What you should do: Your answer should consist only of the lines below from the one with "Might I ask you to point at the small leaf" through the one with "Might I ask you to point at the salvia 'indigo", copied exactly.

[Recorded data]
━━━━━━

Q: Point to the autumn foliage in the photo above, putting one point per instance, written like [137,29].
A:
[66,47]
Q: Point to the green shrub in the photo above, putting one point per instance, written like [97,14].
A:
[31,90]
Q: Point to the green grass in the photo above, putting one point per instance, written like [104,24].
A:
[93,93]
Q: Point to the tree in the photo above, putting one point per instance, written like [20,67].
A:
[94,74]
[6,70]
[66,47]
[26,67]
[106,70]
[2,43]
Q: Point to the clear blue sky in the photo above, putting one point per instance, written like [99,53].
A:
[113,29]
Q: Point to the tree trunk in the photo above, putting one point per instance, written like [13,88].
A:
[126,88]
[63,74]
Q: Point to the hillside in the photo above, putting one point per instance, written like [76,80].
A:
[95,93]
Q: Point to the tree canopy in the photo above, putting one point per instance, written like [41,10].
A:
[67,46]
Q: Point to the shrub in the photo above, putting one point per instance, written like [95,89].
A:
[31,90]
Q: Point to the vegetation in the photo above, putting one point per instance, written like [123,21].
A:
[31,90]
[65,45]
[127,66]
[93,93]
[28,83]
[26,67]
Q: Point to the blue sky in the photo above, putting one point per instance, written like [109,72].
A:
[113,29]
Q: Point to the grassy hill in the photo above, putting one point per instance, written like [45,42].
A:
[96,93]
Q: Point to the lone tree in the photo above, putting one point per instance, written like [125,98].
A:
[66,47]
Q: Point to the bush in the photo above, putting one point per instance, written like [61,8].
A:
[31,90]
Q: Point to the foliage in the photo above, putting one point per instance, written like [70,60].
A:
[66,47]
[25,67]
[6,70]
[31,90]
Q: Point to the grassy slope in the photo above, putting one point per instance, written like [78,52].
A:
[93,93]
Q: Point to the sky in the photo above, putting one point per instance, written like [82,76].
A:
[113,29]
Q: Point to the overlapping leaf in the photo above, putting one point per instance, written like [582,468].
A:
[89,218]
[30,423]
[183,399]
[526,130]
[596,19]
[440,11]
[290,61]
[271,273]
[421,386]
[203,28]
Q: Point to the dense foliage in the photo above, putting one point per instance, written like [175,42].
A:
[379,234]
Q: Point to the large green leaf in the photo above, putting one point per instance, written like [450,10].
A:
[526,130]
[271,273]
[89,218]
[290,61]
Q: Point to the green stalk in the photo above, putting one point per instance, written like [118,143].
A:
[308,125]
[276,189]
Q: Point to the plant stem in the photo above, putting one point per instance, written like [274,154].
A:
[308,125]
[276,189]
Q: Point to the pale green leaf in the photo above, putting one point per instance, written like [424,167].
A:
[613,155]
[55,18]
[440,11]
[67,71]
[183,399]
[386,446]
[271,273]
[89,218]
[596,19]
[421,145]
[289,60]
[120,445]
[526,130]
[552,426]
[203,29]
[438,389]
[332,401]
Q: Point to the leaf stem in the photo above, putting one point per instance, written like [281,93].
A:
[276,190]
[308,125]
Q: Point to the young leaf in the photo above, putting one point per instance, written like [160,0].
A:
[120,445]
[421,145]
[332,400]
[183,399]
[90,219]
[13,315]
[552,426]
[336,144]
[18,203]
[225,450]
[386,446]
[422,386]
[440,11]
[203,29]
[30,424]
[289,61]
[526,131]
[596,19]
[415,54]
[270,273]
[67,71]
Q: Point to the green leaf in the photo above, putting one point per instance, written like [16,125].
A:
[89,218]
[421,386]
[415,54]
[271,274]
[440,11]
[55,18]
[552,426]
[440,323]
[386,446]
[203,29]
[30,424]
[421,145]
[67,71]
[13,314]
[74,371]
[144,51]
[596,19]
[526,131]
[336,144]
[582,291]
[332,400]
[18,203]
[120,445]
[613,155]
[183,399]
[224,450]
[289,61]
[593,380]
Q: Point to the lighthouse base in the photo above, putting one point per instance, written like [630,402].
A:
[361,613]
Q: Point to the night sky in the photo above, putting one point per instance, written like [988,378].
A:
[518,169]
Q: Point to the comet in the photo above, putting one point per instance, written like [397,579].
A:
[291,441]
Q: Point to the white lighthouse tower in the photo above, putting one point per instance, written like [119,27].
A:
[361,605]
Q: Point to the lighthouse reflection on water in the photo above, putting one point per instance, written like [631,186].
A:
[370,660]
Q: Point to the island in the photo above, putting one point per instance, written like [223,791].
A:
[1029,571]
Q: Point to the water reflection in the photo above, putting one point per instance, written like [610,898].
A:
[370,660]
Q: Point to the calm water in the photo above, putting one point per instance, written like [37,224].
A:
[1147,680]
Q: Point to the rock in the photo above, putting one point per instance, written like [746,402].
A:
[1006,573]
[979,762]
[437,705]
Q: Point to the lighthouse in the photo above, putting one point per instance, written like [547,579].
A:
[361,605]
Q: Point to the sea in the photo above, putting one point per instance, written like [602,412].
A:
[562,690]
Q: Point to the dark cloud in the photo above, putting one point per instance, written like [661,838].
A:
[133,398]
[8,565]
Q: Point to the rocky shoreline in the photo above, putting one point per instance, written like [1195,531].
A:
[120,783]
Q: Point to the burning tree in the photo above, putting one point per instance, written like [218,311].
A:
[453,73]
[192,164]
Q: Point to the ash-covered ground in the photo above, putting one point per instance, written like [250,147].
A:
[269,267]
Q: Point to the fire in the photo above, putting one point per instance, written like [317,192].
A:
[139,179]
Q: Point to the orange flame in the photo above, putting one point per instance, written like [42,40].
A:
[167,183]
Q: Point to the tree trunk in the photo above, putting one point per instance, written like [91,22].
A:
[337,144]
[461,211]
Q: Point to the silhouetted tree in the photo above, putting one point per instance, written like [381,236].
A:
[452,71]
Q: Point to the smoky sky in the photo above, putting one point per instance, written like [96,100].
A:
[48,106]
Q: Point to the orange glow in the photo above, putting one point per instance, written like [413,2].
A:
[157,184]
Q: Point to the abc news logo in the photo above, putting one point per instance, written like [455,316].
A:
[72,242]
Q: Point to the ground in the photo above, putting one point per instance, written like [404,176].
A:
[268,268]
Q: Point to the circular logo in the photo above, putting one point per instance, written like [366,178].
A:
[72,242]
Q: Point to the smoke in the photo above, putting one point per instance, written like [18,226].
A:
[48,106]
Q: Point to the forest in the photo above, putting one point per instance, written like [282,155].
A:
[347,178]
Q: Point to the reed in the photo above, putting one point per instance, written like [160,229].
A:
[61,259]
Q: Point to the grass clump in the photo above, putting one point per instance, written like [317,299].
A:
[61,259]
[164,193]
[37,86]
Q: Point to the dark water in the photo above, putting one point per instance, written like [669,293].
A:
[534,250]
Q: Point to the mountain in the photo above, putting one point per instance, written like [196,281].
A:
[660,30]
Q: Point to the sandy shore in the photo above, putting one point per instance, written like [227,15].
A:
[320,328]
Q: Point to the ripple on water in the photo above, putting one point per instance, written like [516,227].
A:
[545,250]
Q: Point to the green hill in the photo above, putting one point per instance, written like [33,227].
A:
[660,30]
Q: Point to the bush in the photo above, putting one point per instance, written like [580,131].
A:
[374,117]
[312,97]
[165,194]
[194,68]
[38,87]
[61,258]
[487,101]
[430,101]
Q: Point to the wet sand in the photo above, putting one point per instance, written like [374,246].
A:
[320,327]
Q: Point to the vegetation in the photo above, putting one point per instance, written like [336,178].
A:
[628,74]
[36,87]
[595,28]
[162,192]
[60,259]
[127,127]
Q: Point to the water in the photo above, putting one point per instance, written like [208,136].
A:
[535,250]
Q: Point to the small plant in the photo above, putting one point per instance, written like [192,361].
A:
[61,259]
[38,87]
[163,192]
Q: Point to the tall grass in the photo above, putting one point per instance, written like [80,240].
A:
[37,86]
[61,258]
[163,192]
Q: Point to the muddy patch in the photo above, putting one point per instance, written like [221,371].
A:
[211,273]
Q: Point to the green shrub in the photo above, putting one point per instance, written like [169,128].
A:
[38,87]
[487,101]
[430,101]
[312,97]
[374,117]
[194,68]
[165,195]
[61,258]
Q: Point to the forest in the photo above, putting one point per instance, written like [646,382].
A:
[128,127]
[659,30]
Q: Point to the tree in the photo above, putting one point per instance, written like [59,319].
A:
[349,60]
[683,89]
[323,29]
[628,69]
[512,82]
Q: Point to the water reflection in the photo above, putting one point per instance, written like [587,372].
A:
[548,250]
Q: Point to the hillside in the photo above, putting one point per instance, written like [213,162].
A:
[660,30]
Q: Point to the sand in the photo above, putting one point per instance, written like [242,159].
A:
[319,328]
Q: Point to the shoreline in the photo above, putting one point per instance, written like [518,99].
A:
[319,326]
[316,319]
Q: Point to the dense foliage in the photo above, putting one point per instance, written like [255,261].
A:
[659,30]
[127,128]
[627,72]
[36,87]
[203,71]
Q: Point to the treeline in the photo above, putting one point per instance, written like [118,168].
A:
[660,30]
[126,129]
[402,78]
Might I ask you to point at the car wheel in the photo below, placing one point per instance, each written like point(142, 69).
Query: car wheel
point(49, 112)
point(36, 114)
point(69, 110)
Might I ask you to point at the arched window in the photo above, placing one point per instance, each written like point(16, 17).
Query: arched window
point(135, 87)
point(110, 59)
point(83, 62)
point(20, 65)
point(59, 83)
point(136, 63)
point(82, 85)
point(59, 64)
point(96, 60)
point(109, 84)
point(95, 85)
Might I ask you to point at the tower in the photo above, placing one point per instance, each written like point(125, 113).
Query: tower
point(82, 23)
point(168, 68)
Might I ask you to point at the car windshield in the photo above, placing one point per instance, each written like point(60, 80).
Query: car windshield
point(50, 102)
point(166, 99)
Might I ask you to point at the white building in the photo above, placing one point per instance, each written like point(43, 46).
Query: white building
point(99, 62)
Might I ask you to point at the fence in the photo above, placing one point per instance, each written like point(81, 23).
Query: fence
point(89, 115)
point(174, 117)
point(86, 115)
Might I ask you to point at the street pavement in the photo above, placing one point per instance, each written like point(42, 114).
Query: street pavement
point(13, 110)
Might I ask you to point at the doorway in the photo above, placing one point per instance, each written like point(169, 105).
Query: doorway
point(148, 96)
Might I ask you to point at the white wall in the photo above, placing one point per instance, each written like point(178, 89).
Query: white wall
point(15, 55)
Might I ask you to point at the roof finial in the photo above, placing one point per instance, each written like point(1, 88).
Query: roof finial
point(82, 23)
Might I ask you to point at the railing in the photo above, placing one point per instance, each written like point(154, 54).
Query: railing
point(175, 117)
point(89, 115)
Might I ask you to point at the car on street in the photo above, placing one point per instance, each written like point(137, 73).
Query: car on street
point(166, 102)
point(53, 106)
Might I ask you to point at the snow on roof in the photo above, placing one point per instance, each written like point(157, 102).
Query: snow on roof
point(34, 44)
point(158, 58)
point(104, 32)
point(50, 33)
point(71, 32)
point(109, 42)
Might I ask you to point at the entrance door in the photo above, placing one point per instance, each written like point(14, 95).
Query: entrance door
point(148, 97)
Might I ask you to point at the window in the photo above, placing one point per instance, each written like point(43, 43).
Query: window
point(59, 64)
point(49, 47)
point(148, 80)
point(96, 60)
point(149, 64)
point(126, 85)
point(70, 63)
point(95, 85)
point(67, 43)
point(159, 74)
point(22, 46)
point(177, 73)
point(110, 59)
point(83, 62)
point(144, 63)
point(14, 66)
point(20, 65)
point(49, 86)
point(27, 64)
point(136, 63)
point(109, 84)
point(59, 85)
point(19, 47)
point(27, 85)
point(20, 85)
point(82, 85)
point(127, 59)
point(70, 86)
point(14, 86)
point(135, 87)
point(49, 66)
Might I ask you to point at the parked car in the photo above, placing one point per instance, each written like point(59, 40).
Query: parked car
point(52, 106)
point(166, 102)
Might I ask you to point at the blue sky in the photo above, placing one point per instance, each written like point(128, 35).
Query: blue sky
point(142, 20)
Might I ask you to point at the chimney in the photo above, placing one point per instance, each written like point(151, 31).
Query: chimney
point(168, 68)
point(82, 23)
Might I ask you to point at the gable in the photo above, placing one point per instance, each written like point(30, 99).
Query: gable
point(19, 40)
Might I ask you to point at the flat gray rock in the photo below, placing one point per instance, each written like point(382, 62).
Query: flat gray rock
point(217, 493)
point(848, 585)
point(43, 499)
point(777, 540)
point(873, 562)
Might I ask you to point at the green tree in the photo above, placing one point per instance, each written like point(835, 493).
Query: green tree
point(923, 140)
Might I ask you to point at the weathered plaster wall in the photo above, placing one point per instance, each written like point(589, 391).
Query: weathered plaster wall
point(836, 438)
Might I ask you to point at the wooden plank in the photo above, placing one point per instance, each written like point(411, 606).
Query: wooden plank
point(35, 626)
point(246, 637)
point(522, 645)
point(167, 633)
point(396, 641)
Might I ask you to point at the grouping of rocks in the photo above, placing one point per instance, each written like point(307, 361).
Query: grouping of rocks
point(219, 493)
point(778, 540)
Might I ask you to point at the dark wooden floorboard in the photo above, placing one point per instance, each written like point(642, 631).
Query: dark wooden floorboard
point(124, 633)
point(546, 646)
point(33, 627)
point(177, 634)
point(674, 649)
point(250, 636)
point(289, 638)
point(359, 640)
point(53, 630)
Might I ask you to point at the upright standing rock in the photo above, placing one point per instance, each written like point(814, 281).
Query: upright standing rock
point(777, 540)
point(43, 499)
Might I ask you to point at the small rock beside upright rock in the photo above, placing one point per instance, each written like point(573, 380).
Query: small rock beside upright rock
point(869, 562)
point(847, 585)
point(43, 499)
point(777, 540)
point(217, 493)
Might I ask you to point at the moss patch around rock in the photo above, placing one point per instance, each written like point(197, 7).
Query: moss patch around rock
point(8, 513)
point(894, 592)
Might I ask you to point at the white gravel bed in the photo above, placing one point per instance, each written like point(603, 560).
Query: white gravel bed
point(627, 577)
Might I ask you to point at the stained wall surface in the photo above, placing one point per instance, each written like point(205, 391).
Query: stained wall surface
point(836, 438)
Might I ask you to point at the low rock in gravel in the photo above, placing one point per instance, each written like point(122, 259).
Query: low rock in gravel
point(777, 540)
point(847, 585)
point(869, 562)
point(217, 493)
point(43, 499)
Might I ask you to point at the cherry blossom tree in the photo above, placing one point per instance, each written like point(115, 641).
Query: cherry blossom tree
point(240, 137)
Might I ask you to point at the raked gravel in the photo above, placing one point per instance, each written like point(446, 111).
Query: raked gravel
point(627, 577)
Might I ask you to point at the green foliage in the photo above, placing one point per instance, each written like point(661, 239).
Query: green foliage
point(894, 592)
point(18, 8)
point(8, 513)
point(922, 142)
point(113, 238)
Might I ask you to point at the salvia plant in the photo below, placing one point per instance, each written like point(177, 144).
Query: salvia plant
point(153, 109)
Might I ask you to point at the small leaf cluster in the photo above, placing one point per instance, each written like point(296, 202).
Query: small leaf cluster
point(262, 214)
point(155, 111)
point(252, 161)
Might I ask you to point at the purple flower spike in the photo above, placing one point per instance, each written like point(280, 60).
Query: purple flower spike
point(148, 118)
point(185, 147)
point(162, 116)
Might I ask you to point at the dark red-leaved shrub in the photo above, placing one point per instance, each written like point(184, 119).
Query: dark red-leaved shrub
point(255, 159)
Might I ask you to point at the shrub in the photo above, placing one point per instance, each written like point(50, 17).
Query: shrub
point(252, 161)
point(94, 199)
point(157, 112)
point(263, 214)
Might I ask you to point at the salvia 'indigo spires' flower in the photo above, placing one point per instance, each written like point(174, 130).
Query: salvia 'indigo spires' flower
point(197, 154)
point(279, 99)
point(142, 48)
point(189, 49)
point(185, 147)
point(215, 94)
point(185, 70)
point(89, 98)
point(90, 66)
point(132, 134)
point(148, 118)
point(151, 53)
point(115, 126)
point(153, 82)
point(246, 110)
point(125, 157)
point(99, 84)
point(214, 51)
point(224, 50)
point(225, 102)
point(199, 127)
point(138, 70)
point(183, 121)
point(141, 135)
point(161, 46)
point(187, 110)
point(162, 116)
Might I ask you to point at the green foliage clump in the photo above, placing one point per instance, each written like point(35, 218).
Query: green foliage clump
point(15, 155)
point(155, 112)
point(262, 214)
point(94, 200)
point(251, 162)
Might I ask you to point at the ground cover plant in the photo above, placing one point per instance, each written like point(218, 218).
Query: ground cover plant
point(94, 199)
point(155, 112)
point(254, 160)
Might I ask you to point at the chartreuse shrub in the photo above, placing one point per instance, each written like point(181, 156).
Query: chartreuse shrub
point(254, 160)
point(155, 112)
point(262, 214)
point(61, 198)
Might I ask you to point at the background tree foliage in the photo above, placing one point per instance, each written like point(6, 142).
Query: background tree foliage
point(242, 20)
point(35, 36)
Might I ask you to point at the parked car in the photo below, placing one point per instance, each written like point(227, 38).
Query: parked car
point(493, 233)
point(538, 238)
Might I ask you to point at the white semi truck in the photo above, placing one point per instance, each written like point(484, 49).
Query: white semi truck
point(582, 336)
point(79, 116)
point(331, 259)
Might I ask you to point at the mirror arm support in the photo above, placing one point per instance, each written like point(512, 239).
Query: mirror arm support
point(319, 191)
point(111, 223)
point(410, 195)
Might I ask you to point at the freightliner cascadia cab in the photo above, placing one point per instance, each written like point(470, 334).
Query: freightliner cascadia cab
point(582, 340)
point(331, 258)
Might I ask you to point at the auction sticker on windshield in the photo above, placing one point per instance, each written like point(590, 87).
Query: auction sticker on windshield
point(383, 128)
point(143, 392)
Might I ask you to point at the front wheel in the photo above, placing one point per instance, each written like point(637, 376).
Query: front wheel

━━━━━━

Task result:
Might I ask you to point at the small leaf cluster in the photo above, placing one point per instance, each written like point(296, 202).
Query: small leaf cluster
point(262, 214)
point(155, 111)
point(252, 161)
Might I ask you to point at the purple flower spike in the photo above, placing one point per instance, each written like point(280, 60).
Query: purple flower spike
point(148, 118)
point(185, 147)
point(162, 116)
Might I ask you to point at the dark red-leaved shrub in the photo above, placing one point per instance, each written like point(184, 119).
Query: dark red-leaved shrub
point(255, 159)
Might I ask you to point at the shrub in the photo above, placing one point per instance, each written like point(50, 17).
Query: shrub
point(252, 161)
point(94, 199)
point(157, 112)
point(263, 214)
Might I ask you to point at the salvia 'indigo spires' flower in the photo above, placing one point per instance, each written like point(174, 130).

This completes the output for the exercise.